### Given text
On another level of the debate, whites can neither justify the need for affirmative action nor comprehend the notion of white privilege. Blacks can’t seem to understand the confusion caused when they refer to each other as niggas, but wouldn’t dare let a white person say it. They can’t realize the antipathy when they attack a white person for incorporating some form of black culture into their music, clothing, etc. Stereotyping is one thing, but for example, the heartache related to Taylor Swift’s new Shake it Off video didn’t warrant a serious discussion on racism. If anything, it detracted from what was happening in Ferguson, MO and across the country, which indeed needs to be addressed.  Furthermore, the notion that blacks think one way and whites think another presents us with a false dichotomy that doesn’t even begin to address the diversity of opinions on the issues affecting all of us and our ability to coexist.

### Data rows
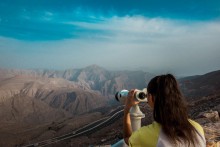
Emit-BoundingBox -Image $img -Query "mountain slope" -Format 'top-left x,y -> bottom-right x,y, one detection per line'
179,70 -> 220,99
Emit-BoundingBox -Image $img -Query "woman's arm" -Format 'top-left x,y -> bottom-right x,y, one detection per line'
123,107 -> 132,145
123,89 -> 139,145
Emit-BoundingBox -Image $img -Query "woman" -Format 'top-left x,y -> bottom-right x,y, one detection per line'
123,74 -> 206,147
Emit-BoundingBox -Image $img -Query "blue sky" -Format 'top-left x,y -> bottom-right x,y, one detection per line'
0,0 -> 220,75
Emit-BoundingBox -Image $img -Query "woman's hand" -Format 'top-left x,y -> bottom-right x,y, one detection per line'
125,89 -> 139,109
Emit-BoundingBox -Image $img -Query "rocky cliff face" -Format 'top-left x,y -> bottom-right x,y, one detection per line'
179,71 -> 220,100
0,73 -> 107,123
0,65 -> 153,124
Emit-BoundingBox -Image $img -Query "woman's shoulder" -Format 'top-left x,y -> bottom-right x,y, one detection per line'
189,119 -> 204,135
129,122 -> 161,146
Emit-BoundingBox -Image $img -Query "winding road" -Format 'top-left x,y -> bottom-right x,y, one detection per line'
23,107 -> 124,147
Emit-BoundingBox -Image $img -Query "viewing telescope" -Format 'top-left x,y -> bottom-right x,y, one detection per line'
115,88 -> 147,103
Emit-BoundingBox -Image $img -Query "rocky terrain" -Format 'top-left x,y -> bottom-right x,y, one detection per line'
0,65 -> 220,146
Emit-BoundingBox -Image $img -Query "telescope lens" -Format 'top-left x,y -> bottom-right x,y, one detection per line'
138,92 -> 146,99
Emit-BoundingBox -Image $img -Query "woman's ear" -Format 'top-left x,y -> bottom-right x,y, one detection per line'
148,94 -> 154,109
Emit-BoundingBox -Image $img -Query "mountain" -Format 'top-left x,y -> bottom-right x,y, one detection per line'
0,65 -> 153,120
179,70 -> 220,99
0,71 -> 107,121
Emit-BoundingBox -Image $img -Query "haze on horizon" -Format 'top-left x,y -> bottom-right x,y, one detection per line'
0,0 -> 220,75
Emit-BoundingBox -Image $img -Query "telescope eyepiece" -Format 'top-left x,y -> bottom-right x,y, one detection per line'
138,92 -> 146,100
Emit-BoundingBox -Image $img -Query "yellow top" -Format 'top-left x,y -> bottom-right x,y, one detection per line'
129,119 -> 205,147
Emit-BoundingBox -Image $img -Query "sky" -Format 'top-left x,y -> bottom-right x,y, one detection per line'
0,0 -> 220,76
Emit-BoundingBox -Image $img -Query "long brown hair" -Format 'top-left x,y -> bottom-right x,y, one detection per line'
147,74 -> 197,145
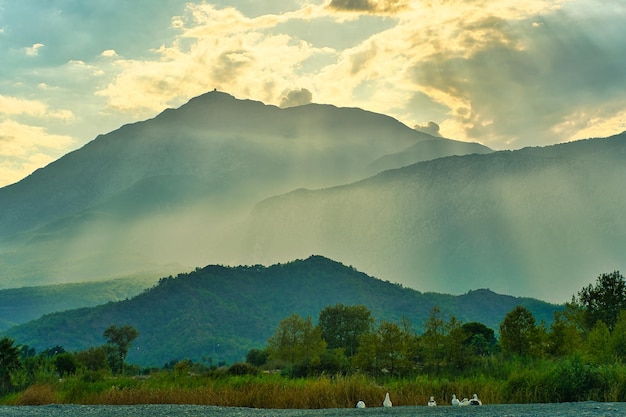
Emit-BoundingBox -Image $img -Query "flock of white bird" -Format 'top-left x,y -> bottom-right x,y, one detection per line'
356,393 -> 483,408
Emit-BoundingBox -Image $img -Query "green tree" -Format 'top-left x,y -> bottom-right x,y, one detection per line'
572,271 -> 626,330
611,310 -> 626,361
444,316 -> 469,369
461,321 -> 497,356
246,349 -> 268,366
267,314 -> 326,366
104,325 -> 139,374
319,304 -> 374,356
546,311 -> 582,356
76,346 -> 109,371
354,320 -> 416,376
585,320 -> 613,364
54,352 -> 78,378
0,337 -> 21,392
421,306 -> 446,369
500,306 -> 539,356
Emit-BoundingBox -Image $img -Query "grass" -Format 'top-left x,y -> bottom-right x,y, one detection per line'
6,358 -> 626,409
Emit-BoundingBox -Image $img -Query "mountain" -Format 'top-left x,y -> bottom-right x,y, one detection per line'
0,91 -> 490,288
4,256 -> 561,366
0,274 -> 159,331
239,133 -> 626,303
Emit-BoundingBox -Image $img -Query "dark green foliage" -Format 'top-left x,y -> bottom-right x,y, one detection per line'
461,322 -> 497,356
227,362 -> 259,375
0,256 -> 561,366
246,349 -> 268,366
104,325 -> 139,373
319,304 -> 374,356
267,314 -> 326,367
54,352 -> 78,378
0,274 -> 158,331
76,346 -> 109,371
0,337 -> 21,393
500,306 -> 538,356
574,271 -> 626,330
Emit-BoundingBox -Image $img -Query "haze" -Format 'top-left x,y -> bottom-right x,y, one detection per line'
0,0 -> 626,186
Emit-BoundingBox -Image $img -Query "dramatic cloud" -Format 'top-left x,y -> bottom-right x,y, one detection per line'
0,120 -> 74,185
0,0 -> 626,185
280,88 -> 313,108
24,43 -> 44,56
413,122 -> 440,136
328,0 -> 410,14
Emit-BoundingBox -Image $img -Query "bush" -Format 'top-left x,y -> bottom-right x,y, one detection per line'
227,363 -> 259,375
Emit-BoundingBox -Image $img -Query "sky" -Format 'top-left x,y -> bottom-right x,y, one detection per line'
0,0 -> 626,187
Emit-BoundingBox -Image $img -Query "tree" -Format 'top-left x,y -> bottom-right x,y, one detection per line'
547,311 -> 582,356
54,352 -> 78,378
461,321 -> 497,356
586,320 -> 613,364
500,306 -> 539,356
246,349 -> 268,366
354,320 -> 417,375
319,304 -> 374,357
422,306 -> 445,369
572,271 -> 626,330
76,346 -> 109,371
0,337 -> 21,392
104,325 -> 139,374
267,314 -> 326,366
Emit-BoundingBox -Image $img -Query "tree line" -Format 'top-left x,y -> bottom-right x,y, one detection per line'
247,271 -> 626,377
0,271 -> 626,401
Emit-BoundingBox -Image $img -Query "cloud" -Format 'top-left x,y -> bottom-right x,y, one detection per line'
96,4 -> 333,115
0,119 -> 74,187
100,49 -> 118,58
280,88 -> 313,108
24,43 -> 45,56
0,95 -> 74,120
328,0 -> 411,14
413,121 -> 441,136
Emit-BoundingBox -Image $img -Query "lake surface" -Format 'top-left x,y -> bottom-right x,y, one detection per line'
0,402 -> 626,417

### Requirements
(1) Please write out the records again, beginning at their first line and stopping after the line that contains "138,92 -> 146,100", with both of those lines included. Leave the pictures out.
(2) Carry on the passage on race past its final sentence.
The passage on race and the records are unrelated material.

### Outputs in order
(1)
Emit-BoundingBox -Image $img -Query "mountain slope" -Format 'top-left x,y -> bottom-right x,y, one detection per line'
179,70 -> 220,99
Emit-BoundingBox -Image $img -Query "woman's arm" -Format 'top-left x,y -> bottom-right x,y, one detection per line'
123,107 -> 132,145
123,89 -> 139,145
Emit-BoundingBox -Image $img -Query "woman" -Format 'top-left x,y -> bottom-right x,y, one detection per line'
123,74 -> 206,147
Emit-BoundingBox -Image $img -Query "blue sky" -Format 'top-left x,y -> bottom-right x,y, one detection per line'
0,0 -> 220,75
Emit-BoundingBox -Image $img -Query "woman's hand" -Format 'top-left x,y -> bottom-right x,y, one detection per line'
125,89 -> 139,109
Emit-BoundingBox -Image $img -Query "rocky cliff face" -Format 'top-left x,y -> bottom-right x,y, one detection per line'
179,71 -> 220,100
0,73 -> 107,123
0,65 -> 153,124
Emit-BoundingBox -Image $img -Query "woman's shoulder" -Format 'top-left x,y -> bottom-right x,y, one detection per line'
189,119 -> 204,135
129,122 -> 161,146
Emit-BoundingBox -Image $img -Query "winding road" -Format 'top-left x,y -> bottom-right x,y, one detection per line'
23,107 -> 124,147
Emit-BoundingBox -Image $img -Query "viewing telescope" -Format 'top-left x,y -> bottom-right x,y, one detection per line'
115,88 -> 147,103
Emit-BoundingBox -Image $img -Query "rocky terrain" -Format 'top-left x,y -> bottom-right x,y, one detection per line'
0,65 -> 220,146
Emit-BoundingBox -Image $img -Query "telescope lens" -Format 'top-left x,y -> bottom-right x,y, one detection per line'
138,92 -> 146,99
Emit-BoundingBox -Image $img -Query "woman's ear" -Format 'top-left x,y -> bottom-right x,y, one detection per line'
148,94 -> 154,109
Emit-BoundingBox -Image $img -Query "mountain" -Format 'top-left x,y -> bottom-right x,y, one detection per line'
0,65 -> 153,120
179,70 -> 220,99
0,71 -> 107,121
Emit-BoundingBox -Image $img -Query "haze on horizon" -Format 'top-left x,y -> bottom-right x,y, one detection per line'
0,0 -> 220,75
Emit-BoundingBox -Image $img -Query "telescope eyepiece" -Format 'top-left x,y -> bottom-right x,y, one detection per line'
138,92 -> 146,100

(2)
What does this have to do with Broken Child Mended Man? A lot! My book tackles racism from both the black and white perspective. My battle has been twofold; proving my Americanism to whites and my blackness to blacks. It’s been a psychological tightrope until I learned to accept myself. I was berated by other black boys for “acting white.” Black girls rejected me because I was too articulate. I had to endure being called “OJ” by white boys during the following weeks of the jury’s decision and someone leaving cowardly notes referring to me as a “nigger” in my school locker. The uncomfortable list goes on and on, but my point is this: no one is exempt from the meanness and fear that creates the framework for racism. I’ve been called an Oreo by a black man (black on the outside, but white on the inside) and a good-for-nothing nigger by a white man within the same day!

Even with all of that, it pales in comparison to what my ancestors and cultural intellectuals endured in the not-so-distant- past. Thankfully, race matters didn’t consume my life experiences. Most of my experiences have been overwhelmingly positive. Racism only occurred enough times in my life to acknowledge its crude existence.  That’s what allows me to stand tall every time someone attempts to degrade me. Throughout my journey, you’ll discover that I had to learn to accept my blackness as society constantly barraged me with conflicting messages.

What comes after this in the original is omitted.